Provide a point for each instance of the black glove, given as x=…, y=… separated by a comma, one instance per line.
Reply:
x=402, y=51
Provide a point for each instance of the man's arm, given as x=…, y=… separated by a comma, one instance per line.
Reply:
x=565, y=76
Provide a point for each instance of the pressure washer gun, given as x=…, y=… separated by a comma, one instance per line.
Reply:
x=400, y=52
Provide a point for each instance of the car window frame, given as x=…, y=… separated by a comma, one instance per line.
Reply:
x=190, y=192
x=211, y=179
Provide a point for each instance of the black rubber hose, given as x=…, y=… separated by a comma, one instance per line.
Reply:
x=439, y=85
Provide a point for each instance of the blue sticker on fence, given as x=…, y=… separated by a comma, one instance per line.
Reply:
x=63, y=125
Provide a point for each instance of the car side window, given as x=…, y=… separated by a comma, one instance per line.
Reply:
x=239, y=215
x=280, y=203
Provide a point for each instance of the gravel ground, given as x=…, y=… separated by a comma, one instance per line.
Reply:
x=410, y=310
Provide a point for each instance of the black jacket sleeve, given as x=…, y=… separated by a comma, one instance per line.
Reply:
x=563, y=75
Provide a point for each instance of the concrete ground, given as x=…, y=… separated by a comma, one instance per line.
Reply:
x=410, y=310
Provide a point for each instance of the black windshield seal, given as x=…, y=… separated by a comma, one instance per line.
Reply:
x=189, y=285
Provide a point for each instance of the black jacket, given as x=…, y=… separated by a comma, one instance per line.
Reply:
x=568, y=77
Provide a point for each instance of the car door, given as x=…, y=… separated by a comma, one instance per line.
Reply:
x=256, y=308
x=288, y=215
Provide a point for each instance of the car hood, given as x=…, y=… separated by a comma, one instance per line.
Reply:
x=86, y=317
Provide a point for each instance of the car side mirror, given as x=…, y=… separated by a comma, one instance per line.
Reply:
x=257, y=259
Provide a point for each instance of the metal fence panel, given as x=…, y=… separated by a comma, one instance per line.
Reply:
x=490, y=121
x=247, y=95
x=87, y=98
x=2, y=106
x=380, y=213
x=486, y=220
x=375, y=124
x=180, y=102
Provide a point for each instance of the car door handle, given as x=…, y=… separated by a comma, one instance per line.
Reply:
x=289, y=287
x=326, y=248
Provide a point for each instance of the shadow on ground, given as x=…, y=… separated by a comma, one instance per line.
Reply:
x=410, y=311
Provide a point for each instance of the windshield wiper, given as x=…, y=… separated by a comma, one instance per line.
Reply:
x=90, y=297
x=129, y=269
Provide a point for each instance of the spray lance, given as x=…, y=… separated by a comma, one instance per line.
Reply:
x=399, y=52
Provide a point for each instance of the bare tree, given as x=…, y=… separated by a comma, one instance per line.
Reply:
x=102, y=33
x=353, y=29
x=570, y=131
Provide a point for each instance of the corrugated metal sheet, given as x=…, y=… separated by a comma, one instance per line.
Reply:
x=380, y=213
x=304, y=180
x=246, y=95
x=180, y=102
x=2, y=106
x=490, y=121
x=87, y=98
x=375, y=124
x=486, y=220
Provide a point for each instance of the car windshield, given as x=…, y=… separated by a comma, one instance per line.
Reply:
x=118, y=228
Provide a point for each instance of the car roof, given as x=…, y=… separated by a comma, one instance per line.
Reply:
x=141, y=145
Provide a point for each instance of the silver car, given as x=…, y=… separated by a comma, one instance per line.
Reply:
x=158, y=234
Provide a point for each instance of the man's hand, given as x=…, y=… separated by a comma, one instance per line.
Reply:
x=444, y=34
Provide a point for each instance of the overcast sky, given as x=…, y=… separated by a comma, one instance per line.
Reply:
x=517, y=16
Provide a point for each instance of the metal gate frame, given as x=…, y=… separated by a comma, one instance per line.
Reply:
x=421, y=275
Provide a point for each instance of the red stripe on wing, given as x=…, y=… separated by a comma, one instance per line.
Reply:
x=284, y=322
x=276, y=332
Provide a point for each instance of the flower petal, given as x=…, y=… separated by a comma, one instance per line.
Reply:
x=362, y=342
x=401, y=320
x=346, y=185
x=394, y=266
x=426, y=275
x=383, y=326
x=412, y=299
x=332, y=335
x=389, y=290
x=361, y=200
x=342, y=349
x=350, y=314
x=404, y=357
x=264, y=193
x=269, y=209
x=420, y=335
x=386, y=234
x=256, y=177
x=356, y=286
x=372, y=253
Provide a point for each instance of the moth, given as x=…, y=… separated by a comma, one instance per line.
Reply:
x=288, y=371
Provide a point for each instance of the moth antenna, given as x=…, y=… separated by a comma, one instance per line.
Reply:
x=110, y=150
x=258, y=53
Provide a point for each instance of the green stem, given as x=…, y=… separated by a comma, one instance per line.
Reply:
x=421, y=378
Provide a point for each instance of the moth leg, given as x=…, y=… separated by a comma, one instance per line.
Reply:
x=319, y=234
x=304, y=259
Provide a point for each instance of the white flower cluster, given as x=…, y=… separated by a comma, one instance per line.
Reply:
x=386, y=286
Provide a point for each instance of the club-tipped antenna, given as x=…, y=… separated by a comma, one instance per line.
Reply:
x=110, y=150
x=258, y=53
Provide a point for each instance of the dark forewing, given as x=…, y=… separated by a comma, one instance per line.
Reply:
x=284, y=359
______
> **Required action**
Each entry must be reproduced verbatim.

> **Result of the exercise**
Provide a point for each instance of the black glove, given as x=…, y=… separated by a comma, one instance per line.
Reply:
x=402, y=51
Provide a point for each instance of the man's arm, given as x=…, y=… separated by a comma, one instance per line.
Reply:
x=565, y=76
Provide a point for each instance of the pressure washer gun, given as x=…, y=… separated by a comma, one instance per line.
Reply:
x=400, y=52
Provide a point for each instance of the car window frame, given as x=…, y=… separated by a comma, one instance per line.
Reply:
x=190, y=192
x=211, y=179
Provide a point for each instance of the black rubber hose, given as x=…, y=… separated by a comma, one instance per line.
Reply:
x=439, y=85
Provide a point for each instance of the blue sticker on fence, given as x=…, y=… separated by a comma, one instance per line.
Reply:
x=63, y=125
Provide a point for each instance of the car side window, given as x=…, y=… separated by a comma, one instance per line.
Reply:
x=239, y=215
x=280, y=203
Provide a point for each instance of the gravel ground, given as x=…, y=… separated by a comma, one instance per line.
Reply:
x=410, y=310
Provide a point for each instance of the black jacket sleeve, given as x=…, y=… separated by a comma, one instance per line.
Reply:
x=563, y=75
Provide a point for each instance of the concrete ground, given as x=…, y=… separated by a comma, one instance per line.
Reply:
x=410, y=310
Provide a point for each instance of the black windshield seal, given as x=…, y=… separated by a comma, one instance per line.
Reply:
x=189, y=285
Provide a point for each instance of the black jacket, given as x=…, y=… separated by a comma, one instance per line.
Reply:
x=568, y=77
Provide a point for each instance of the car door, given as x=…, y=… separated by a comma, one instance per line.
Reply:
x=256, y=308
x=288, y=215
Provide a point for each instance of the car hood, given as x=…, y=… separated by a comma, one instance per line.
Reply:
x=86, y=317
Provide a point for each instance of the car side mirror, given as x=…, y=… separated by a comma, one instance per line.
Reply:
x=257, y=259
Provide a point for each instance of the metal fence panel, given as x=…, y=… separated by a comma, one instance per line.
Reply:
x=490, y=121
x=247, y=95
x=87, y=98
x=2, y=106
x=380, y=213
x=486, y=220
x=375, y=124
x=180, y=102
Provide a point for each instance of the car door handle, given as x=…, y=… separated by a comma, one instance per line.
Reply:
x=289, y=287
x=326, y=248
Provide a point for each instance of the shadow on ground, given as x=…, y=… separated by a comma, one instance per line.
Reply:
x=410, y=311
Provide a point for each instance of the windshield wiper, given as x=…, y=… separated by a comma, one instance per line.
Reply:
x=90, y=297
x=129, y=269
Provide a point for each instance of the spray lance, given as x=…, y=… separated by a comma, one instance per line.
Reply:
x=399, y=52
Provide a point for each instance of the bare tree, given as x=…, y=… separated by a comma, one instance per line.
Reply:
x=102, y=33
x=353, y=29
x=570, y=131
Provide a point for each instance of the corrugated metal sheet, given as x=…, y=… separated by a comma, one instance per line.
Reply:
x=380, y=213
x=304, y=180
x=246, y=95
x=180, y=102
x=2, y=106
x=490, y=121
x=87, y=98
x=375, y=124
x=486, y=220
Provide a point for each instance of the car windshield, given as x=…, y=… separated by a comma, one instance per line.
Reply:
x=118, y=228
Provide a point for each instance of the car roof, given as x=…, y=… separated by a comma, one instance per line.
Reply:
x=141, y=145
Provide a point for each instance of the silver car, given as x=…, y=… separated by a comma, one instance per line.
Reply:
x=158, y=234
Provide a point for each instance of the man's hand, given as x=…, y=… separated by a comma, one instance per line.
Reply:
x=444, y=34
Provide a point for each instance of the overcast sky, given as x=…, y=… separated by a comma, one instance per line.
Reply:
x=517, y=16
Provide a point for each instance of the metal gate frame, given as x=…, y=… separated by a comma, one instance per line.
Reply:
x=421, y=275
Provide a point for each instance of the red stripe on wing, given as x=…, y=… separated by a comma, one instance per line.
Reply:
x=284, y=322
x=276, y=332
Provide a point for each instance of the flower petal, given as x=…, y=… separated by a comma, one instance per line.
Reply:
x=362, y=342
x=401, y=320
x=346, y=185
x=394, y=266
x=426, y=275
x=383, y=326
x=412, y=299
x=332, y=335
x=389, y=290
x=361, y=200
x=342, y=349
x=350, y=314
x=404, y=357
x=264, y=193
x=269, y=209
x=420, y=335
x=386, y=234
x=256, y=177
x=356, y=286
x=372, y=253
Provide a point for each instance of the moth, given as x=…, y=… separated by a comma, one instance per line.
Reply:
x=288, y=371
Provide a point for each instance of the moth antenna, given as x=…, y=… separated by a comma, one instance per line.
Reply:
x=110, y=150
x=258, y=53
Provide a point for each instance of the green stem, given as x=…, y=… separated by a comma, one instance per line.
Reply:
x=421, y=378
Provide a point for each instance of the moth leg, given as x=…, y=… separated by a comma, one instance per line.
Reply:
x=319, y=234
x=304, y=259
Provide a point for each instance of the white flower cluster, given as x=…, y=… separated by a comma, one instance per line.
Reply:
x=386, y=286
Provide a point for each instance of the club-tipped antenna, given as x=…, y=… separated by a comma, one instance per line.
Reply:
x=110, y=150
x=258, y=53
Provide a point for each instance of the dark forewing, given as x=…, y=… separated by a comma, one instance per line.
Reply:
x=284, y=359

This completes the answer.